## Défi 1
Transcrivez sans rien changer le passage de l'extrait sur l'hostilité envers la minorité juive au Royaume-Uni qui commence par « Cette progression traduit » et se poursuit jusqu'à « devient plus probable. ».
## Défi 2
Rédigez la suite de l'extrait sur l'hostilité envers la minorité juive au Royaume-Uni, en partant de sa dernière phrase.

## Extrait fourni

····················

Cette progression traduit une hostilité que témoigne une minorité importante de musulmans à l’égard de la minorité juive au Royaume-Uni. On peut ajouter à cela le poids des militants islamo-gauchistes, qui ont pour habitude d’avoir un langage violent. Ce langage violent est nécessairement le précurseur d’actes violents. Il y a eu récemment à Londres une manifestation avec des slogans hostiles aux juifs. On se rappelle aussi des paroles prononcées par le rappeur Bob Vylan, au festival de Glastonbury puis lors d’un concert à Amsterdam. Ce sont des mots qui incitent à la violence. Sans dire que les agresseurs d’aujourd’hui soient inspirés directement par ces paroles, cela contribue à créer une atmosphère où le passage à l’acte devient plus probable.

····················

## Données brutes

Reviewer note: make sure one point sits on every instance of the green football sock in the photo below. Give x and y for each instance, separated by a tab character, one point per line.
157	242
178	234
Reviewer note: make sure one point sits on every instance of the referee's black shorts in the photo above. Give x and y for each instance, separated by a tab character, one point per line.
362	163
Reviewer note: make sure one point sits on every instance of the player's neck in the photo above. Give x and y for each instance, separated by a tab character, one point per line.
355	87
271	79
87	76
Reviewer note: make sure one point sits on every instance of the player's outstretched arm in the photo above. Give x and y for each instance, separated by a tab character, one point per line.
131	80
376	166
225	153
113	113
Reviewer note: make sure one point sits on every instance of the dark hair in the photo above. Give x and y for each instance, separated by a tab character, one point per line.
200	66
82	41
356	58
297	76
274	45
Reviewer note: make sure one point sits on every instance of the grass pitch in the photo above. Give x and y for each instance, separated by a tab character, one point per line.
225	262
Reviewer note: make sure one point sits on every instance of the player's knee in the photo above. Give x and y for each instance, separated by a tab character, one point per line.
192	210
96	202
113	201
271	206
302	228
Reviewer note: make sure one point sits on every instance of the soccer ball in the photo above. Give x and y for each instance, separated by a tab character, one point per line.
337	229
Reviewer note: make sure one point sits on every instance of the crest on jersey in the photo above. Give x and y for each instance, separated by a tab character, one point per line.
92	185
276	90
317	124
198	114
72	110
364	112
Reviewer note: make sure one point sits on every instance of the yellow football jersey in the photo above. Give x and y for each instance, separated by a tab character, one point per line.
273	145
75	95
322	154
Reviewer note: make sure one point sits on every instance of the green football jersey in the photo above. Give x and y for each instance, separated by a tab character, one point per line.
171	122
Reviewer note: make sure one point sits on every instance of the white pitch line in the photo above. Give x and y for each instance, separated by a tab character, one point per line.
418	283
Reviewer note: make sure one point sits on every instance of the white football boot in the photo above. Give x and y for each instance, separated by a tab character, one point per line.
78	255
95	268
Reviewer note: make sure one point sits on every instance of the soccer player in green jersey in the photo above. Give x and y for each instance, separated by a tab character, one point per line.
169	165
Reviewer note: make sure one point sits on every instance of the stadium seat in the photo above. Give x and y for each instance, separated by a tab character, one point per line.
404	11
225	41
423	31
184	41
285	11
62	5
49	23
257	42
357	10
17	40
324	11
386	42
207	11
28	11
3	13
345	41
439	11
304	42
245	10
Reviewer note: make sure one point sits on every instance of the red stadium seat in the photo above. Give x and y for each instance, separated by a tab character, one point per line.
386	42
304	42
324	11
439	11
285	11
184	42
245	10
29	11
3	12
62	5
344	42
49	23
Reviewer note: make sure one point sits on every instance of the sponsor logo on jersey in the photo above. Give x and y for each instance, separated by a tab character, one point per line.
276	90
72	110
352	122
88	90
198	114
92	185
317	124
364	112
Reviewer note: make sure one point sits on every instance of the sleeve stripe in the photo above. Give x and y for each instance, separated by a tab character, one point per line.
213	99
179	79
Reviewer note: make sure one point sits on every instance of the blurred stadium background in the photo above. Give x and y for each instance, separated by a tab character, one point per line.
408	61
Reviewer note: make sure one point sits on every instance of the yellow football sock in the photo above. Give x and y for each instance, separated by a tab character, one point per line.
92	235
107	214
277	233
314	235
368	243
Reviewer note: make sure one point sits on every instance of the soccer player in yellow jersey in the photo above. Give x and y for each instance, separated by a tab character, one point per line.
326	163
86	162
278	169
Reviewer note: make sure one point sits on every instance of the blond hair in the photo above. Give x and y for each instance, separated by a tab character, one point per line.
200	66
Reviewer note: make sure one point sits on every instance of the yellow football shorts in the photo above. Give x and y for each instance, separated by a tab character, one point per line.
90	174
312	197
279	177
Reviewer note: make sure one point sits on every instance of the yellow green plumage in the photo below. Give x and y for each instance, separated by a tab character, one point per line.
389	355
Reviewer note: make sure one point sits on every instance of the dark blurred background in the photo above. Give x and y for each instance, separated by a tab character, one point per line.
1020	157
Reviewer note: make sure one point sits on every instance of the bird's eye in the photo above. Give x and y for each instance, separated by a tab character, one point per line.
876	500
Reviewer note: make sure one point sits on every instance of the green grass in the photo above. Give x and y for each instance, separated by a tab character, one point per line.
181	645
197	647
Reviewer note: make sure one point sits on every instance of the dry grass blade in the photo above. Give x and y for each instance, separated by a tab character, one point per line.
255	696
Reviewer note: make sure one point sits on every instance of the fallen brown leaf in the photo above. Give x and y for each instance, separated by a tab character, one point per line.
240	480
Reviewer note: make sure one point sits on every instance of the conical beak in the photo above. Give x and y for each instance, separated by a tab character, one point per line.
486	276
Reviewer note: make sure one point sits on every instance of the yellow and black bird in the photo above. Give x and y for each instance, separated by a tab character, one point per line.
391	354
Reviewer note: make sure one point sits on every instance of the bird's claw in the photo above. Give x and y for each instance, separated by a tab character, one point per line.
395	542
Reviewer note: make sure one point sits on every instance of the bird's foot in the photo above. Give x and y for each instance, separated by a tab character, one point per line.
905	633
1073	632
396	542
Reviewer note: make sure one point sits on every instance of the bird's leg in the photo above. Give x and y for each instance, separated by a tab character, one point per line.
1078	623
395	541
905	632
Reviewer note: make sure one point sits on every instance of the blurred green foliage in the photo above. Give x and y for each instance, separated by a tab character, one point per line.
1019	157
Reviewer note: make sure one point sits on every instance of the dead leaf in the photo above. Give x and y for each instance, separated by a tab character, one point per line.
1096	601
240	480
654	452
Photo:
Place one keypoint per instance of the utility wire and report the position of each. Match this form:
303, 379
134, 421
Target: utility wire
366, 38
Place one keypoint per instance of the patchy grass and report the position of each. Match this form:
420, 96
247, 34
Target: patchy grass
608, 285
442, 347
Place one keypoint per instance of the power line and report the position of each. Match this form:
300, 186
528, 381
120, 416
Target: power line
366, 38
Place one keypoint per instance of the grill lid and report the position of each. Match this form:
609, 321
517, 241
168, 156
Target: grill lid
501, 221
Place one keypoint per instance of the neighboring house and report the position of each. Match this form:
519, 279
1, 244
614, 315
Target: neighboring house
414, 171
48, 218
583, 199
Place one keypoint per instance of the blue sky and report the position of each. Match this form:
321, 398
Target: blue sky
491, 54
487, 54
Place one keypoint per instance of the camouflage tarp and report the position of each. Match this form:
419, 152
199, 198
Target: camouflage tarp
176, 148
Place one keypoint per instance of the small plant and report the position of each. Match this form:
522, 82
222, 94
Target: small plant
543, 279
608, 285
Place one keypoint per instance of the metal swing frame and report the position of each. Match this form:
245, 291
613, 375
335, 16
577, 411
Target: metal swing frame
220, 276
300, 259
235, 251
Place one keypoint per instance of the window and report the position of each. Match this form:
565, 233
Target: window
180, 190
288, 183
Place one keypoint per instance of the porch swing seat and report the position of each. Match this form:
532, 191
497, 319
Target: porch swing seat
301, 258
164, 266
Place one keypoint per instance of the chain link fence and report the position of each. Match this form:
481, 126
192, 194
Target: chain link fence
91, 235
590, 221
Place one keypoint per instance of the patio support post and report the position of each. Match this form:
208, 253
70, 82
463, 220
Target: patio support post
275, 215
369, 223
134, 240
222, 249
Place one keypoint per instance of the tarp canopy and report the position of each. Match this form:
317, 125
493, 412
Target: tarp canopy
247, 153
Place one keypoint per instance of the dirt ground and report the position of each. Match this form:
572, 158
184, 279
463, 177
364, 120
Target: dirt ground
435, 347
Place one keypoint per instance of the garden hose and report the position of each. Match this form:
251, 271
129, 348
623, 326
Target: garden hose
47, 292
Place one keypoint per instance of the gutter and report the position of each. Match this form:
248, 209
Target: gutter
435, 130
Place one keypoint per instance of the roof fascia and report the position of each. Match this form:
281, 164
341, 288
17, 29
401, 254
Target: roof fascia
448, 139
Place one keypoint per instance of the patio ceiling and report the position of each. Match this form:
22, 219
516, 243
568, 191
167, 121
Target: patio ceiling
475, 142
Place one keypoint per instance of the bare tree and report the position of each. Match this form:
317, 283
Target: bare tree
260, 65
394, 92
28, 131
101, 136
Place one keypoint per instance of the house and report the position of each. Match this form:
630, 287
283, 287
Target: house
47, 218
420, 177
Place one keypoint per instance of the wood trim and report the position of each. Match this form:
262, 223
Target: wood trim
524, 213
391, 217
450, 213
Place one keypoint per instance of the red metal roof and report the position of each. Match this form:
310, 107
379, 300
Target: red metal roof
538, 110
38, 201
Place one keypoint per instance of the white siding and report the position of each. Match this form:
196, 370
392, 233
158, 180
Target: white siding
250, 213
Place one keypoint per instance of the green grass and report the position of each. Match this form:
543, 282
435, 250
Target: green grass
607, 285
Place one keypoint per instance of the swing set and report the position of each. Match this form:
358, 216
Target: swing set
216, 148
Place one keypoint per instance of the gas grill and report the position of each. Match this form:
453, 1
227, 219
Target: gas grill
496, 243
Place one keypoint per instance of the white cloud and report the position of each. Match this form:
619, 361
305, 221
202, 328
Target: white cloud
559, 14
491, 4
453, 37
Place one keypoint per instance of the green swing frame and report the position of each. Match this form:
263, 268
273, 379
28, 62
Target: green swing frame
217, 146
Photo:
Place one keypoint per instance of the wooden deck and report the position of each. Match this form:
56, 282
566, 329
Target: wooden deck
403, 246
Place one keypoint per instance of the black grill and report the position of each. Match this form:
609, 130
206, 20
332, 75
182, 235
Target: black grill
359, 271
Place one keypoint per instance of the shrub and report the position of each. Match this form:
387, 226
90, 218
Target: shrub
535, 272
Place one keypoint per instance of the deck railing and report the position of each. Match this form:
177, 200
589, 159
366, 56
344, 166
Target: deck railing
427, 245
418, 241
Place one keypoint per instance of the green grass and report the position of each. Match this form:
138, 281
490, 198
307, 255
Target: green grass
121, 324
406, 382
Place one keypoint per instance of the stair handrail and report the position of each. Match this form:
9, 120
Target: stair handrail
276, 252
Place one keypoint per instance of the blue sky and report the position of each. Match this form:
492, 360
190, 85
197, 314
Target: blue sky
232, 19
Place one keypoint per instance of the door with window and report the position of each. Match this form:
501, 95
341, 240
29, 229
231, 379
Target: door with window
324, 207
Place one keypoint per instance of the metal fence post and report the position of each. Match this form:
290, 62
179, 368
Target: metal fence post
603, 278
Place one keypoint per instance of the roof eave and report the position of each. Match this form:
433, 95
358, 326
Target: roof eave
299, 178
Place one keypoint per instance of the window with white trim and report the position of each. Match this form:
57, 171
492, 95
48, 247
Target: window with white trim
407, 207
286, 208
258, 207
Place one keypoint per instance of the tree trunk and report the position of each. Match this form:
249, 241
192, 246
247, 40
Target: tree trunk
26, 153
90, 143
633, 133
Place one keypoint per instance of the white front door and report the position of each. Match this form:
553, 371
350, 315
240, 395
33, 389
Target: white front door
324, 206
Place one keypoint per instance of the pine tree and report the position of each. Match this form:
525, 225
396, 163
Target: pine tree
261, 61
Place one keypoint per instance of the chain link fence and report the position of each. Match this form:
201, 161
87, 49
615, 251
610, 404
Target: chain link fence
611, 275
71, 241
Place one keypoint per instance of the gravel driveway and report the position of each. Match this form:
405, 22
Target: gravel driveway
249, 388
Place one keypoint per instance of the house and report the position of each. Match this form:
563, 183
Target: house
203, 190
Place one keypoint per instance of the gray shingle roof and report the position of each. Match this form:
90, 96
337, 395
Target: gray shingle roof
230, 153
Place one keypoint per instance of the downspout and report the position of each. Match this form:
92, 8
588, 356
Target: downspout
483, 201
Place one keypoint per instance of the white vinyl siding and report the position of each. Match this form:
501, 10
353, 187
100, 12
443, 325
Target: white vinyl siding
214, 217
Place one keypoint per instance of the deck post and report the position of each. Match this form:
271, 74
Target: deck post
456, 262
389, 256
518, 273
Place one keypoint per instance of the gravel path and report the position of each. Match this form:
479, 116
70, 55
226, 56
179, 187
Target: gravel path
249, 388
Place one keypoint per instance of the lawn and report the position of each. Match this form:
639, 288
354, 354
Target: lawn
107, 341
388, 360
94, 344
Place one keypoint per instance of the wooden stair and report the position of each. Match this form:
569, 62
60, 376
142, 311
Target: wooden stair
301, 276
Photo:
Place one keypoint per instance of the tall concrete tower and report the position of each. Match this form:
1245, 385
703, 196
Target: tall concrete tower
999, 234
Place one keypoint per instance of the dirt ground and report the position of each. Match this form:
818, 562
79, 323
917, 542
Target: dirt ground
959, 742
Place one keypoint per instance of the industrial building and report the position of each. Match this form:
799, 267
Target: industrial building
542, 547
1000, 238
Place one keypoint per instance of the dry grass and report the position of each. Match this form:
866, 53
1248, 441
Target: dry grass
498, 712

····················

## Résultat 1
Cette progression traduit une hostilité que témoigne une minorité importante de musulmans à l’égard de la minorité juive au Royaume-Uni. On peut ajouter à cela le poids des militants islamo-gauchistes, qui ont pour habitude d’avoir un langage violent. Ce langage violent est nécessairement le précurseur d’actes violents. Il y a eu récemment à Londres une manifestation avec des slogans hostiles aux juifs. On se rappelle aussi des paroles prononcées par le rappeur Bob Vylan, au festival de Glastonbury puis lors d’un concert à Amsterdam. Ce sont des mots qui incitent à la violence. Sans dire que les agresseurs d’aujourd’hui soient inspirés directement par ces paroles, cela contribue à créer une atmosphère où le passage à l’acte devient plus probable.

## Résultat 2
Il existe également une certaine indulgence de la part des autorités vis-à-vis d’agressions ou de violences commises par des musulmans au Royaume-Uni. On a par exemple vu le cas de l’homme qui a profané un Coran devant le consulat turc en février, passé à tabac par un homme sorti du consulat et par un passant à vélo. Celui qui est sorti du consulat a écopé d’une peine relativement légère, tandis que l’auteur de la profanation a été condamné à une amende. Le jugement a ressemblé à une condamnation pour crime de blasphème. Plus récemment, le chanteur du groupe Kneecap, un groupe irlandais populaire qui n’hésite pas à lancer des slogans anti-israéliens, pro-palestiniens, pro-Hamas, pro-Hezbollah, avait été accusé pour ses propos. Il a été débouté depuis le plus haut niveau institutionnel, puisque c’est le ministre en charge des institutions judiciaires qui avait omis de donner sa permission à temps pour cette poursuite.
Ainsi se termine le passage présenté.